** begin SOURCE EXCERPT **
RWANDAN President Paul Kagame has described China’s donation of a new African Union (AU) headquarters as a reflection of Africa’s bigger problems.
Kagame said that while the Chinese donation was welcome, African countries should focus on working towards economic independence that allowed them to be in charge of their own affairs.
“China donated this to the continent for the use of the continent –– but it is very pathetic …the continent of Africa, very rich in terms of all kinds of resources, and Africa being where it is today, is a problem,” Kagame said.
“Maybe you can see it in terms of this donation, but the problem is much bigger than that..”
We couldn’t agree more. How can we be proud that a building as symbolic as the AU headquarters is designed, built and maintained by a foreign country? Where are the African architects, engineers and builders in all this?
The only contribution by Africans to this enterprise was the usual cheap labour. Yet we complain when foreign actors interfere in our internal affairs.
The Nyasa Times reports that embattled Malawian President Bingu wa Mutharika, whose government is dogged by economic and governance challenges, last week flew to Harare “seeking wisdom” from President Robert Mugabe on “survival tactics”.
** end SOURCE EXCERPT **
● AIM A
Answer these questions about the piece on the African Union headquarters, one line each:
(i) Which country donated the new headquarters building?
(ii) Kagame is president of which country?
(iii) Which news outlet reported on Mutharika's trip to Harare?
The text and the listing come from separate, unrelated sources.
** begin EXERCISE INPUTS **
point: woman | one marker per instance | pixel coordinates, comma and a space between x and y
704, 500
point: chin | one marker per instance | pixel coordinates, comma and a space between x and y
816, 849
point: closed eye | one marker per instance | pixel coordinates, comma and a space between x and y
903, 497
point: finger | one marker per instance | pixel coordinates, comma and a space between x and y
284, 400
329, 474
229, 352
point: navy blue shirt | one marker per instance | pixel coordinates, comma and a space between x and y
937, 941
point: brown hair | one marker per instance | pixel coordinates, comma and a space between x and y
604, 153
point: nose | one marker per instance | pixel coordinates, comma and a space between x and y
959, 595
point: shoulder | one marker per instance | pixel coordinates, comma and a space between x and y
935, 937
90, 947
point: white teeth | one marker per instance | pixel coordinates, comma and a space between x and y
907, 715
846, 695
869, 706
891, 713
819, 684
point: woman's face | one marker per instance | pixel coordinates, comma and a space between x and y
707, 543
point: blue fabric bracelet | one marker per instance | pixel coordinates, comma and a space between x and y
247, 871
** end EXERCISE INPUTS **
** begin EXERCISE INPUTS **
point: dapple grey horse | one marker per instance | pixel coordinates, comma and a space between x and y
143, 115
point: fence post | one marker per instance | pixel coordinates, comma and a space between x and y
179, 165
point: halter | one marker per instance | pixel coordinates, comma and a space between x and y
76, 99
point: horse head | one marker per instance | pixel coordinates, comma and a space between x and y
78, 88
** end EXERCISE INPUTS **
● AIM B
Find each line in the listing that contains the word "blue" and copy those lines. Case counts.

● TASK RESULT A
(i) China
(ii) Rwanda
(iii) The Nyasa Times

● TASK RESULT B
point: navy blue shirt | one marker per instance | pixel coordinates, comma and a space between x and y
point: blue fabric bracelet | one marker per instance | pixel coordinates, comma and a space between x and y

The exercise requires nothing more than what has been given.